Excerpt to read
• • • • • • •
In addition, there is another way to represent copy number variation
in specific SNP genotypes, for example,
allowing A, AAB or AABB genotypes (being
copy number 1,3 and 4 respectively) as well as the
canonical AA, AB and BB genotypes. These
formats are specified via the "generic variant" (--gfile)
option.
Here we assume that some other software package such as
the Birdsuite
package has previously been used to make calls for either specific
copy-number variable genotypes or to identify particular genomic
regions in individuals that are deletions or duplications, based on
the raw data. That is, PLINK only offers functions for downstream
analysis of CNV data, not for identifying CNVs in the first place,
i.e. similar to the distinction between SNP genotype calling versus
the subsequent analysis of those calls.
Note that in both of these modes, PLINK bypasses the usual
procedure of reading in SNP genotype data. You are advised not to
specify commands that normally apply to basic SNP data when using
either of these two approaches (i.e. either --cnv-list
or --gfile).
Basic support for segmental CNV data
The basic command for reading a list of segmental CNV variants is
plink --cnv-list mydata.cnv
where the file mydata.cnv has the format
FID Family ID
IID Individual ID
CHR Chromosome
BP1 Start position (base-pair)
BP2 End position (base-pair)
TYPE Type of variant, e.g. 0,1 or 3,4 copies
SCORE Confidence score associated with variant
SITES Number of probes in the variant
Having a header row is optional; if the first line starts with FID
it will be ignored.
• • • • • • •
Extracted material
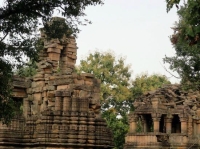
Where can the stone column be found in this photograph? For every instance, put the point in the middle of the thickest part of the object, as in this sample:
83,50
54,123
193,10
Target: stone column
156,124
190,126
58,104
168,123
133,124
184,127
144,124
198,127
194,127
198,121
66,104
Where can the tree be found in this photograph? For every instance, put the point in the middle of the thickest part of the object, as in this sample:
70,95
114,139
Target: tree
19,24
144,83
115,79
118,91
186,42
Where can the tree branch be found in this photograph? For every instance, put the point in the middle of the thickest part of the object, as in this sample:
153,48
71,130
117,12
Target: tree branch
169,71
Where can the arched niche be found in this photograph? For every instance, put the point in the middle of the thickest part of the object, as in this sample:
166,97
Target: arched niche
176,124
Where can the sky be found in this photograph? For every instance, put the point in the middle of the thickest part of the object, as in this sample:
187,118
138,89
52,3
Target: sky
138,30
• • • • • • •
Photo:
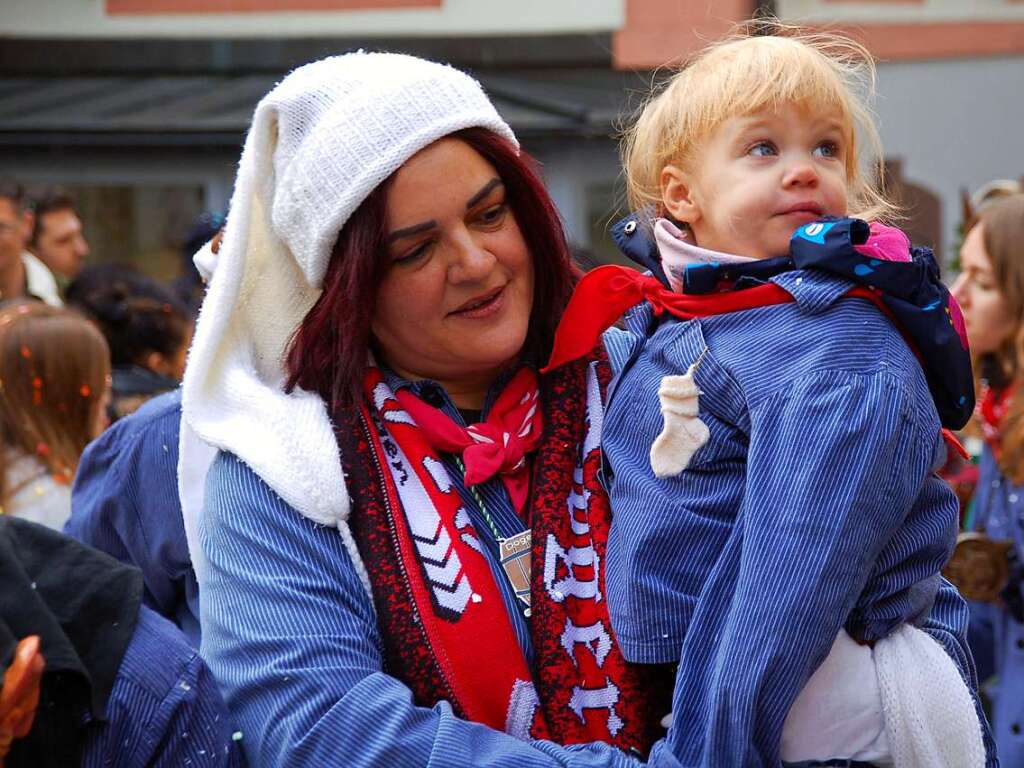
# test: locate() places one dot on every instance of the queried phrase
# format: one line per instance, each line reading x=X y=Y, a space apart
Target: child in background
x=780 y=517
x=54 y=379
• • • • • • •
Directions for this task
According to the PLINK excerpt, what happens to the first line of a CNV list file if it starts with FID? The entries come from a separate source and are unrelated to the PLINK text.

Exercise response
It is ignored.